## DOCUMENT PASSAGE
Possible emergent capability in advanced LLMs: Understanding Human Motivations

As large language models (LLMs) like GPT-4 continue to evolve and grow in complexity, they are acquiring new and unexpected abilities. One of those emergent capabilities could be the potential to better understand human motivations and intentions. In this blog post, we'll explore how advanced LLMs can learn from increased parameter counts and how this might lead to a deeper comprehension of our true objectives.

GPT-4 and Emergent Capabilities

GPT-4, the latest iteration of OpenAI's language model, has demonstrated an impressive ability to learn and adapt. For example, it can effectively use APIs with little to no prior knowledge, which is considered an emergent capability. As we continue to increase the parameter count of these models, they become more adept at understanding and predicting our intentions.

Maximizing Paperclips and Making Everyone Smile

Take, for instance, the hypothetical instruction to "maximize for paperclips." A naïve interpretation would be to focus solely on producing as many paperclips as possible, potentially leading to unintended consequences. However, an advanced LLM with a deeper understanding of human motivations might infer that we mean maximizing paperclip production sustainably and safely.

Similarly, if we ask an LLM to "make everyone smile," a basic interpretation could lead to forced, artificial smiles through biological modification. But an advanced LLM with a better grasp of human motivations might understand that the goal is to genuinely make people happy by doing things that bring them joy and satisfaction.

## WHAT THIS EXERCISE ASKS
[a] In the blog post on LLMs and human motivations, what does GPT-4 do that is called an emergent capability?
[b] Please list every heading in the blog post on LLMs and human motivations, counting its title.
[c] Write the next part of the blog post on LLMs and human motivations.

## RECORD EXTRACTS
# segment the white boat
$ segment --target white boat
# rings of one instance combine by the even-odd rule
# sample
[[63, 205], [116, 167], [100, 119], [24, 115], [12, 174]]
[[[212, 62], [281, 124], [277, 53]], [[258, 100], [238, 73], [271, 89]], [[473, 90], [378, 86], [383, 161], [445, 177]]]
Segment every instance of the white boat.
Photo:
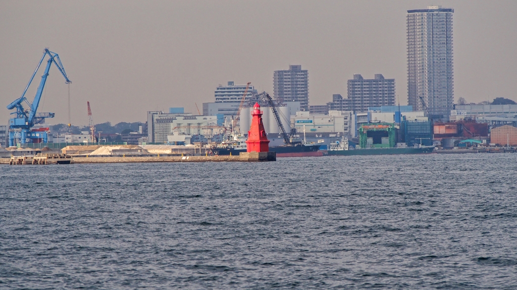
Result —
[[348, 150], [348, 138], [343, 137], [341, 141], [336, 140], [334, 143], [331, 143], [329, 147], [329, 151], [342, 151]]

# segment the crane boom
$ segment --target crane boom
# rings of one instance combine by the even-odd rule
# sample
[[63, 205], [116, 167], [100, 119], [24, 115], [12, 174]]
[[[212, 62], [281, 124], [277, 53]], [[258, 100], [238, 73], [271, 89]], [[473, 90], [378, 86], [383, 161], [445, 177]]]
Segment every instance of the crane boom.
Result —
[[269, 94], [267, 93], [266, 98], [267, 98], [267, 102], [269, 104], [269, 106], [271, 107], [271, 109], [273, 111], [273, 115], [275, 116], [275, 119], [277, 121], [277, 124], [278, 125], [278, 127], [280, 129], [280, 133], [284, 138], [284, 143], [287, 145], [292, 145], [293, 142], [291, 141], [290, 137], [296, 133], [296, 130], [293, 129], [291, 130], [291, 135], [287, 135], [287, 132], [285, 132], [285, 128], [284, 128], [284, 125], [282, 124], [282, 120], [280, 120], [280, 117], [278, 115], [278, 111], [277, 111], [277, 107], [275, 105], [275, 102], [273, 102], [273, 99]]
[[[36, 73], [37, 73], [38, 70], [41, 66], [41, 63], [45, 59], [45, 57], [47, 56], [48, 56], [49, 58], [47, 62], [44, 72], [41, 76], [41, 80], [40, 81], [39, 86], [38, 87], [36, 95], [34, 96], [34, 100], [33, 101], [32, 104], [29, 103], [25, 98], [25, 93], [27, 92], [27, 90], [28, 89], [29, 86], [31, 86], [31, 84], [34, 79], [34, 76], [36, 76]], [[45, 84], [47, 83], [47, 78], [49, 76], [49, 71], [53, 63], [55, 65], [57, 69], [61, 73], [61, 74], [65, 77], [65, 83], [71, 84], [72, 83], [68, 79], [68, 77], [65, 72], [65, 68], [63, 67], [63, 63], [61, 63], [61, 60], [59, 59], [59, 55], [56, 53], [49, 51], [48, 49], [45, 49], [43, 52], [43, 56], [41, 57], [41, 60], [40, 60], [39, 62], [38, 63], [38, 66], [31, 77], [31, 79], [29, 80], [27, 86], [25, 87], [25, 89], [24, 90], [21, 96], [7, 105], [7, 108], [9, 110], [16, 109], [16, 112], [11, 113], [12, 114], [16, 114], [16, 117], [11, 118], [9, 120], [10, 146], [12, 146], [14, 144], [14, 130], [21, 129], [21, 133], [19, 137], [21, 141], [20, 142], [25, 143], [26, 142], [26, 137], [27, 136], [27, 133], [30, 131], [32, 127], [36, 124], [42, 122], [45, 118], [53, 118], [54, 117], [53, 113], [37, 112], [38, 107], [39, 106], [39, 101], [41, 99], [41, 94], [43, 93], [43, 88], [45, 87]], [[28, 109], [25, 109], [23, 107], [22, 103], [24, 102], [28, 106]]]
[[244, 101], [246, 100], [246, 96], [248, 95], [248, 90], [250, 88], [250, 85], [251, 83], [246, 84], [246, 89], [244, 90], [244, 94], [242, 94], [242, 99], [240, 100], [240, 104], [239, 105], [239, 110], [237, 111], [237, 117], [233, 120], [233, 127], [235, 128], [237, 125], [237, 122], [240, 119], [240, 111], [242, 110], [242, 106], [244, 105]]
[[422, 96], [421, 95], [419, 95], [418, 98], [420, 98], [420, 101], [422, 102], [422, 106], [423, 108], [424, 112], [425, 113], [424, 116], [426, 117], [429, 117], [429, 108], [427, 107], [427, 105], [425, 105], [425, 102], [424, 101], [423, 98], [422, 98]]
[[94, 125], [94, 118], [92, 117], [92, 109], [90, 108], [90, 102], [86, 102], [88, 105], [88, 121], [90, 125], [90, 134], [92, 135], [92, 142], [95, 142], [95, 126]]

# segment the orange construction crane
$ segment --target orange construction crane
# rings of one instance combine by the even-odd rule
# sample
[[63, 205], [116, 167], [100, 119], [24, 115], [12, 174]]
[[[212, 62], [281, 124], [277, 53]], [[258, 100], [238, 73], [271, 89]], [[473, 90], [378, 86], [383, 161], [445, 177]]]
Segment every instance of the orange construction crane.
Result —
[[242, 99], [240, 100], [240, 104], [239, 105], [239, 110], [237, 111], [237, 117], [233, 120], [233, 127], [237, 125], [237, 122], [240, 118], [240, 111], [242, 109], [242, 106], [244, 105], [244, 101], [246, 100], [246, 96], [248, 95], [248, 89], [250, 88], [250, 85], [251, 83], [246, 84], [246, 89], [244, 90], [244, 94], [242, 95]]
[[88, 104], [88, 120], [90, 124], [90, 134], [92, 134], [91, 138], [92, 143], [95, 142], [95, 126], [94, 126], [94, 119], [92, 117], [92, 109], [90, 109], [90, 102], [86, 102]]
[[201, 112], [199, 111], [199, 108], [197, 107], [197, 104], [196, 104], [195, 103], [194, 103], [195, 104], [195, 108], [197, 109], [197, 114], [199, 114], [199, 116], [201, 116]]

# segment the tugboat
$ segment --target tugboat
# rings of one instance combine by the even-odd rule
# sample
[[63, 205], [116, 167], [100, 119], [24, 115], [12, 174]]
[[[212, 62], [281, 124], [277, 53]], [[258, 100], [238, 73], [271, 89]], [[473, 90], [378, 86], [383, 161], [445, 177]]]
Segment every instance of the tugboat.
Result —
[[[308, 157], [323, 156], [319, 151], [321, 146], [317, 143], [302, 142], [299, 138], [296, 138], [296, 130], [292, 129], [290, 135], [285, 132], [278, 115], [275, 103], [269, 94], [266, 94], [267, 102], [273, 111], [277, 124], [284, 138], [284, 145], [270, 146], [269, 151], [277, 153], [277, 157]], [[221, 144], [214, 149], [216, 154], [220, 155], [239, 155], [240, 152], [246, 152], [246, 138], [242, 134], [237, 134], [232, 130], [232, 133]]]

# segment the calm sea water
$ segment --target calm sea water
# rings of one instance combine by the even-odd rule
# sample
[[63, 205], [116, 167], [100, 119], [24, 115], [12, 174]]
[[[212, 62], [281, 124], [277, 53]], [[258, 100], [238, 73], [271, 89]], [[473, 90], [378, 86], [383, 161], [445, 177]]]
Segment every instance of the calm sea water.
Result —
[[517, 154], [0, 166], [0, 288], [517, 288]]

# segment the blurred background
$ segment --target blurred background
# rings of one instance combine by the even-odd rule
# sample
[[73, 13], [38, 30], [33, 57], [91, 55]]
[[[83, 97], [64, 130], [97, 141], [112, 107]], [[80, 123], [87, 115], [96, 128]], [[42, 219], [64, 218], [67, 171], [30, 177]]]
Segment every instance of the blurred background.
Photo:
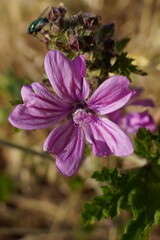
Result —
[[[87, 155], [76, 176], [59, 174], [54, 157], [42, 152], [51, 129], [17, 131], [8, 122], [20, 98], [23, 82], [42, 81], [45, 45], [27, 34], [30, 23], [54, 0], [0, 1], [0, 240], [118, 240], [129, 216], [122, 213], [116, 221], [103, 220], [83, 230], [79, 214], [83, 203], [100, 193], [90, 178], [102, 166], [116, 160]], [[160, 122], [160, 1], [159, 0], [64, 0], [68, 15], [79, 11], [99, 14], [102, 22], [115, 22], [115, 38], [131, 38], [126, 50], [135, 63], [148, 73], [133, 75], [144, 97], [155, 102], [151, 110]], [[160, 239], [154, 229], [151, 240]]]

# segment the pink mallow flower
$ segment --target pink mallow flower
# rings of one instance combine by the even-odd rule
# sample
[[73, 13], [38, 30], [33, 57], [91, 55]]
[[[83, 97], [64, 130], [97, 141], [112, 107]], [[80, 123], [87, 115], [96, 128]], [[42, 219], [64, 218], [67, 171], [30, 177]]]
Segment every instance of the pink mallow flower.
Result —
[[[149, 98], [137, 99], [137, 97], [139, 97], [143, 92], [142, 88], [134, 88], [132, 90], [135, 90], [136, 94], [132, 96], [125, 107], [129, 105], [154, 107], [153, 101]], [[115, 112], [109, 113], [109, 119], [128, 133], [136, 133], [140, 127], [145, 127], [152, 132], [156, 129], [156, 124], [154, 123], [152, 116], [148, 113], [147, 110], [144, 110], [143, 112], [127, 113], [125, 112], [125, 107], [118, 109]]]
[[96, 156], [127, 156], [133, 144], [124, 131], [107, 119], [107, 113], [124, 106], [134, 91], [128, 90], [129, 81], [124, 76], [114, 76], [104, 81], [88, 99], [84, 55], [73, 60], [61, 52], [48, 51], [45, 70], [55, 91], [38, 83], [23, 86], [23, 104], [15, 107], [9, 116], [10, 123], [20, 129], [36, 130], [59, 124], [44, 143], [44, 151], [56, 157], [61, 173], [73, 175], [81, 164], [85, 138]]

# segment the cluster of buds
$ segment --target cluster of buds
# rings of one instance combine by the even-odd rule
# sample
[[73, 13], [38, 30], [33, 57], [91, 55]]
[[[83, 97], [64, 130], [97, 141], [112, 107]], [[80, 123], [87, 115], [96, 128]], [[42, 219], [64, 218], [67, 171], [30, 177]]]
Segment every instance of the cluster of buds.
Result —
[[[78, 12], [66, 17], [66, 12], [64, 6], [47, 8], [31, 23], [29, 33], [34, 33], [48, 49], [59, 49], [71, 56], [77, 52], [92, 52], [96, 54], [94, 59], [106, 62], [105, 67], [109, 66], [110, 58], [115, 55], [114, 24], [103, 25], [100, 16], [93, 13]], [[104, 53], [109, 53], [109, 59], [101, 59]], [[92, 68], [99, 63], [95, 62]]]

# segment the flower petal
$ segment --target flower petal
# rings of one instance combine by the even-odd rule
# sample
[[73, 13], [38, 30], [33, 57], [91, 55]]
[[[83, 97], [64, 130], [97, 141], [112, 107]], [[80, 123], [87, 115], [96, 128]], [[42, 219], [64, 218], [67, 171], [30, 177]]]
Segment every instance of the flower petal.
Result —
[[154, 131], [156, 129], [153, 118], [147, 111], [126, 114], [122, 119], [122, 125], [129, 133], [136, 133], [140, 127], [145, 127], [150, 131]]
[[8, 119], [20, 129], [35, 130], [53, 126], [71, 111], [68, 103], [51, 94], [40, 83], [23, 86], [21, 95], [24, 104], [16, 106]]
[[155, 107], [154, 102], [150, 98], [134, 100], [130, 103], [130, 105], [142, 107]]
[[87, 141], [92, 144], [96, 156], [128, 156], [133, 153], [130, 138], [113, 122], [106, 118], [92, 117], [84, 127]]
[[98, 114], [107, 114], [123, 107], [134, 91], [129, 91], [129, 80], [114, 76], [104, 81], [88, 101], [88, 107]]
[[71, 176], [81, 164], [84, 143], [82, 129], [69, 120], [49, 134], [44, 143], [44, 151], [55, 154], [59, 171], [66, 176]]
[[57, 95], [65, 101], [77, 102], [89, 95], [89, 84], [85, 79], [86, 63], [84, 55], [72, 61], [60, 51], [48, 51], [45, 70]]

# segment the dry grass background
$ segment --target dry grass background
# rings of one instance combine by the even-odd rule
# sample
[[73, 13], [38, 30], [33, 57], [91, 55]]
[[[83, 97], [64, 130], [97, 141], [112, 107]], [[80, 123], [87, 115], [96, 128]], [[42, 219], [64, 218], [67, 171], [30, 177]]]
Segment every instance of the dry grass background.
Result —
[[[68, 12], [93, 11], [103, 22], [115, 22], [117, 39], [130, 37], [129, 55], [136, 59], [148, 76], [133, 76], [133, 83], [145, 89], [144, 96], [155, 101], [153, 117], [160, 122], [160, 1], [159, 0], [64, 0]], [[0, 139], [41, 152], [47, 131], [14, 133], [7, 122], [11, 111], [10, 79], [8, 69], [20, 78], [41, 81], [44, 74], [45, 46], [27, 34], [33, 20], [48, 5], [59, 1], [1, 0], [0, 1]], [[15, 83], [16, 84], [16, 83]], [[107, 162], [107, 163], [106, 163]], [[127, 221], [122, 214], [117, 222], [102, 221], [92, 231], [84, 232], [79, 226], [79, 213], [85, 200], [99, 192], [89, 178], [102, 165], [114, 164], [106, 159], [89, 156], [78, 176], [65, 178], [57, 173], [53, 161], [6, 145], [0, 145], [0, 174], [8, 174], [14, 191], [7, 202], [0, 203], [0, 240], [116, 240], [117, 230]], [[75, 185], [75, 182], [77, 185]], [[77, 190], [75, 190], [77, 189]], [[158, 229], [150, 237], [160, 239]]]

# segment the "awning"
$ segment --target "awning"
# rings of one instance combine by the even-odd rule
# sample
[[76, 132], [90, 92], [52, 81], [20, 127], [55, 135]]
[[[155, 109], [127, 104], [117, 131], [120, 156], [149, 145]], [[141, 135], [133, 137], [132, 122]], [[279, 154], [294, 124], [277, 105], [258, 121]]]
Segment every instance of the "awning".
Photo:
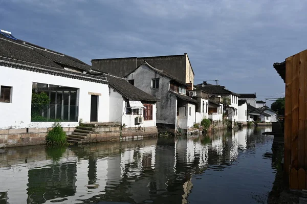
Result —
[[129, 104], [130, 104], [130, 107], [132, 109], [143, 108], [144, 105], [139, 101], [129, 101]]

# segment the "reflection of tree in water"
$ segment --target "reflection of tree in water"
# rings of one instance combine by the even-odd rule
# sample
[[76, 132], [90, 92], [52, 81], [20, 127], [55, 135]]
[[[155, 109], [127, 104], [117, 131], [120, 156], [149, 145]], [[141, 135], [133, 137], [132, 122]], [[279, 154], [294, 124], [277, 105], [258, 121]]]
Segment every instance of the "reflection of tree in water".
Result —
[[42, 203], [76, 192], [76, 163], [47, 165], [28, 171], [27, 202]]

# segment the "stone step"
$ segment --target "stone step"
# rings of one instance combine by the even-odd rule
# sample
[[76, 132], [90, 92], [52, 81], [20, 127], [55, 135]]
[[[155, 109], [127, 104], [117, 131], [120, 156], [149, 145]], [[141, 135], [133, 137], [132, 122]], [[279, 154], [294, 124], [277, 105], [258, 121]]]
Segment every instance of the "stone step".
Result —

## PER-TASK OUTPUTS
[a] It can effectively use APIs with little to no prior knowledge.

[b]
Possible emergent capability in advanced LLMs: Understanding Human Motivations
GPT-4 and Emergent Capabilities
Maximizing Paperclips and Making Everyone Smile

[c]
The Path to Better Understanding Human Motivations

As we increase the parameter counts of LLMs, they will likely develop a more nuanced understanding of human motivations. This could lead to AI systems that are better aligned with our values and goals, leading to safer and more beneficial outcomes.

However, it is important to remember that these emergent capabilities are not guaranteed outcomes. We have to maintain our focus on research and development to ensure that AI systems understand and respect our intentions using existing practices like refining training data, improving model architectures, and having open discussions about the impact of AI on our society.

Conclusion

In my opinion, the development of advanced LLMs with increased parameter counts holds great promise for enhancing AI's understanding of human motivations. It is, however, no simple task to ensure that these powerful tools align with our values and contribute positively to society. We have to rely on multiple fallbacks instead of just hoping that these models develop emergent capabilities and end up not harming humans in the process of achieving their 'goals'.

Of course, there is the possibility that LLMs cannot develop into AGI which I covered in an earlier blog post. However, after the announcement of plugins integration in ChatGPT and reading this paper on GPT-4's abilities, I understand that the concerns about LLMs causing harm through infrastructural takeover are very real and definitely a possibility.